§ TASK DIRECTIONS: Return every line of the records below word for word, but leave out the pictures.

§ DATASET:
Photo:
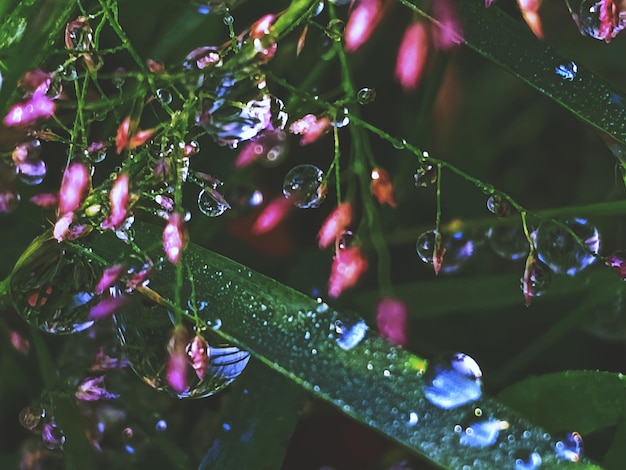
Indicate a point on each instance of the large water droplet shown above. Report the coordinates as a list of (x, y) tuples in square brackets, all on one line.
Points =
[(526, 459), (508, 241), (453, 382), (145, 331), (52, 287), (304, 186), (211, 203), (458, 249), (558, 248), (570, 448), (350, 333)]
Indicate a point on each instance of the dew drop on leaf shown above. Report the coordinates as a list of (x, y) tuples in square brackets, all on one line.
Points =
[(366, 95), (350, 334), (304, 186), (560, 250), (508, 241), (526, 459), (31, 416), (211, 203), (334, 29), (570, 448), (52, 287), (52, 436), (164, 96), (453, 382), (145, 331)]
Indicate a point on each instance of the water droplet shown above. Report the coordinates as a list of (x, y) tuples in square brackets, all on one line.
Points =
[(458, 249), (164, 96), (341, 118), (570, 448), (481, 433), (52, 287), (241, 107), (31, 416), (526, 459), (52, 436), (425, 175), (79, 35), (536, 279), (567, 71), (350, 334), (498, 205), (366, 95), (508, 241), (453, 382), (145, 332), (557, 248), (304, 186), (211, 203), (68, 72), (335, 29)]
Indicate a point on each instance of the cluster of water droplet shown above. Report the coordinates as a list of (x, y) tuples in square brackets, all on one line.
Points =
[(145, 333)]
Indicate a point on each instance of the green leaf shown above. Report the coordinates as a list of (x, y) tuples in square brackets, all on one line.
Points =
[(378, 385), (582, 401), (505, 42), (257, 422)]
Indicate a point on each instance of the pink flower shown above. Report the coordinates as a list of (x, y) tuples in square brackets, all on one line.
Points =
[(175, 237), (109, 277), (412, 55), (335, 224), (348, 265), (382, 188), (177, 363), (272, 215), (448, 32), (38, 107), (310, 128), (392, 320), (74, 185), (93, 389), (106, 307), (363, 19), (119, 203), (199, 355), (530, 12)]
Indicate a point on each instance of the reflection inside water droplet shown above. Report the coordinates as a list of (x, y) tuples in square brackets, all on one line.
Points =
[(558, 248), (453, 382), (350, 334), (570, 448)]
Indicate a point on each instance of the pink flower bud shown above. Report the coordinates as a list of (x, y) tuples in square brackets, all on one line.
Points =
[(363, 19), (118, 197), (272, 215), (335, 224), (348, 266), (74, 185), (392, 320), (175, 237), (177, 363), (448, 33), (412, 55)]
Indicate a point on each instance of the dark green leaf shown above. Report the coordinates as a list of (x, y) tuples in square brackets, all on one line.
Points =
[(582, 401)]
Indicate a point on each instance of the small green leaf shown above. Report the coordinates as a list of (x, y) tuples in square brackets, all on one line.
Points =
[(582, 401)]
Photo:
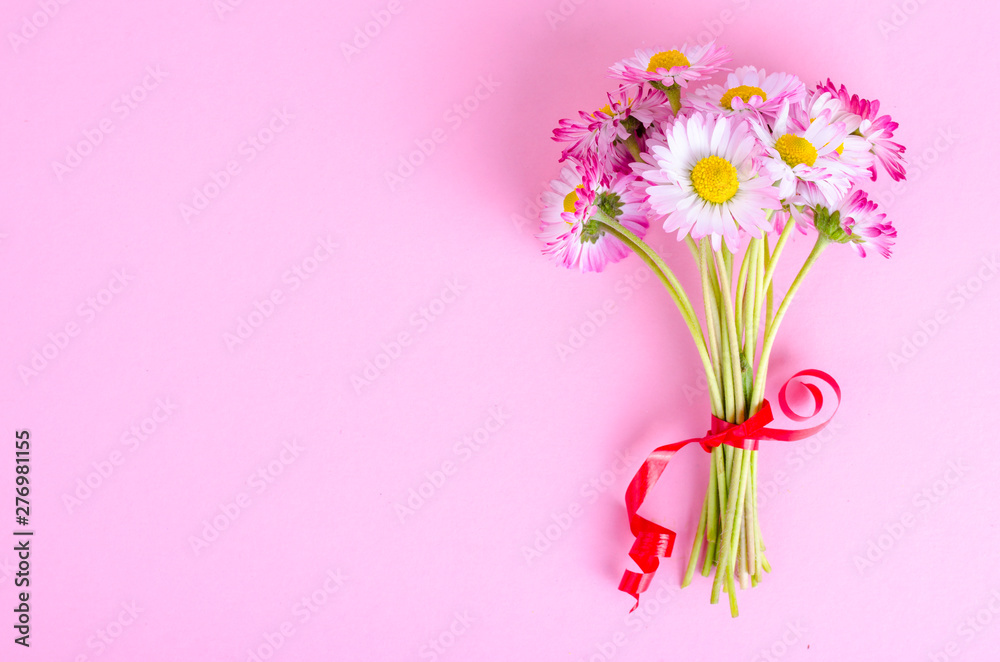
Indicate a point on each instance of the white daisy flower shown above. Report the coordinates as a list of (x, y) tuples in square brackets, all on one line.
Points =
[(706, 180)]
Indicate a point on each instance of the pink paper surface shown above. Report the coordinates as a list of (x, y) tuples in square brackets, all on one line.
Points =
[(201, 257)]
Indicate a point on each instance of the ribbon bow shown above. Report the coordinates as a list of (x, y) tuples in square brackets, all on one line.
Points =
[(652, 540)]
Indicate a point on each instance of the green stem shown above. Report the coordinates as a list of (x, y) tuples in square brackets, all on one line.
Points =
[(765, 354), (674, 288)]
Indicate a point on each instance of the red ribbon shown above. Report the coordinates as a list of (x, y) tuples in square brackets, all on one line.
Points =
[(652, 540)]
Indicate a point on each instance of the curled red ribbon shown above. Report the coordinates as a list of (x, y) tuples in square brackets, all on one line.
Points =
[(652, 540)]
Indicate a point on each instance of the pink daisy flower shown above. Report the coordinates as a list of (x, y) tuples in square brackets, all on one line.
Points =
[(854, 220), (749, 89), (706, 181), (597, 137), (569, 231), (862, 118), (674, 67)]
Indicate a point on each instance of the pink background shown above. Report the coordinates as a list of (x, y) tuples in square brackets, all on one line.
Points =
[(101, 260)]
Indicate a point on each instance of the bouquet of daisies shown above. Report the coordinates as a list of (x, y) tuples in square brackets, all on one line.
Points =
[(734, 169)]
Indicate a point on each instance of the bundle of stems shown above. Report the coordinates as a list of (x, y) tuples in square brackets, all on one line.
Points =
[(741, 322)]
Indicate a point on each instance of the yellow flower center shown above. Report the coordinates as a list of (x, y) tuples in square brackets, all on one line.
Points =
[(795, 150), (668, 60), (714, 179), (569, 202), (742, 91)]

§ FULL ANSWER:
Photo:
Indicate a point on each instance of the large water droplet shown above. Report the coordinates as a list of (x, y) tuples in square brackets, all on one line.
Points =
[(526, 459), (508, 241), (453, 382), (145, 331), (52, 287), (304, 186), (211, 203), (458, 249), (558, 248), (570, 448), (350, 333)]
Indicate a point on each instance of the dew drop on leaf shown above. Report the coordinates as a list of (x, y) tuples in square brackets, all on one line.
Points =
[(366, 95), (350, 334), (304, 186), (560, 250), (508, 241), (526, 459), (31, 416), (211, 203), (334, 29), (570, 448), (52, 287), (52, 436), (164, 96), (453, 382), (145, 331)]
Indicate a point on each instance of the water droplet shown above. Report the coordinates as a list of (x, y) tuples in square brackets, all on one line.
Points =
[(458, 249), (164, 96), (341, 118), (570, 448), (481, 433), (52, 287), (241, 107), (31, 416), (526, 459), (52, 436), (425, 175), (79, 35), (536, 279), (567, 71), (350, 334), (498, 205), (366, 95), (508, 241), (453, 382), (145, 332), (557, 248), (304, 186), (211, 203), (68, 72), (335, 29)]
Indicate a point on each instance of the cluster of water droplet shown above. Report the coordinates as a list of (x, y) tuples in square brackets, all on one line.
Points =
[(145, 333)]
Indicate a point on each instance of the green leaf shown above. Report the coordinates as a list of (x, y) tuples in square brackets, all on one line.
Points =
[(378, 385), (582, 401), (505, 42), (257, 422)]
Indicate a point on each instance of the pink flower shown above. Report the coordinates as a list of (x, y) tuples in square brackets, all on one line.
Points =
[(175, 237), (109, 277), (412, 55), (335, 224), (348, 265), (382, 188), (177, 363), (272, 215), (448, 32), (38, 107), (310, 128), (392, 320), (74, 185), (93, 389), (106, 307), (363, 19), (119, 203), (199, 355), (530, 12)]
Indicate a point on each instance of the reflection inside water droplet shown above. Report the coordinates as a list of (x, y) tuples in square brackets, all on one line.
Points =
[(558, 248), (453, 382), (350, 334), (570, 448)]
Indicate a point on each instance of the pink flower bud shown above. Report the coordinates as a list of (x, y) tuples in square brackets, all on one line.
Points =
[(363, 19), (118, 197), (272, 215), (335, 224), (348, 266), (74, 185), (392, 320), (175, 237), (177, 363), (448, 33), (412, 55)]
Indicate a point on each instance of the dark green leaf shown above. Report the coordinates as a list of (x, y) tuples in square brackets, all on one line.
Points =
[(582, 401)]
Indicate a point on each instance of the small green leaf shown above. Report the coordinates as a list of (x, y) tuples in square brackets, all on one line.
Points =
[(582, 401)]
Photo:
Indicate a point on each instance of the white daisy flower shown above. Report the coordinates as a list of (x, y) tuples in square brackets, all on one line.
Points =
[(706, 180)]
Indicate a point on each instance of the pink paper surface shown above. Report the coordinates as a list of (x, y) tuples in square brackets, all on one line.
Points =
[(201, 257)]
Indicate a point on each instance of the ribbon bow shown above. Report the coordinates as a list of (x, y) tuples in square brackets, all on one line.
Points =
[(652, 540)]
Indicate a point on each instance of the green stem shown above. Report the coordinates as a list of (x, y) tuples in square brackets, all on one line.
Points =
[(765, 354), (674, 288)]
Indicate a point on each instance of the red ribbon shown above. Report the coordinates as a list of (x, y) tuples in square brackets, all on one line.
Points =
[(652, 540)]
Indicate a point on each instance of the curled red ribbon shown above. Report the coordinates as a list of (x, y) tuples in square brackets, all on one line.
Points =
[(652, 540)]
Indicate a point on each instance of the pink daisy flower shown above. Report the coordinates as a list of (x, y) tuples in square brackets, all on one line.
Points =
[(854, 220), (749, 89), (706, 181), (597, 137), (569, 231), (862, 118), (674, 67)]
Indicate a point on each instance of the pink background shown above. Report the coordinates as a list of (x, y) tuples in square brackets, all on one line.
Points =
[(101, 260)]
Indicate a point on each instance of the bouquet of daisies shown above. Report the coordinates as a list of (x, y) tuples in square brackets, all on one line.
Points =
[(734, 169)]
Indicate a point on each instance of the bundle of stems shown above. Report the coordinates as a list of (x, y) tuples in square brackets, all on one line.
Points =
[(741, 322)]
Indicate a point on each instance of the yellow flower center shown above. Report the coordinates as a list of (x, y) tuples in square brackets, all on one line.
Points =
[(795, 150), (668, 60), (714, 179), (569, 202), (742, 91)]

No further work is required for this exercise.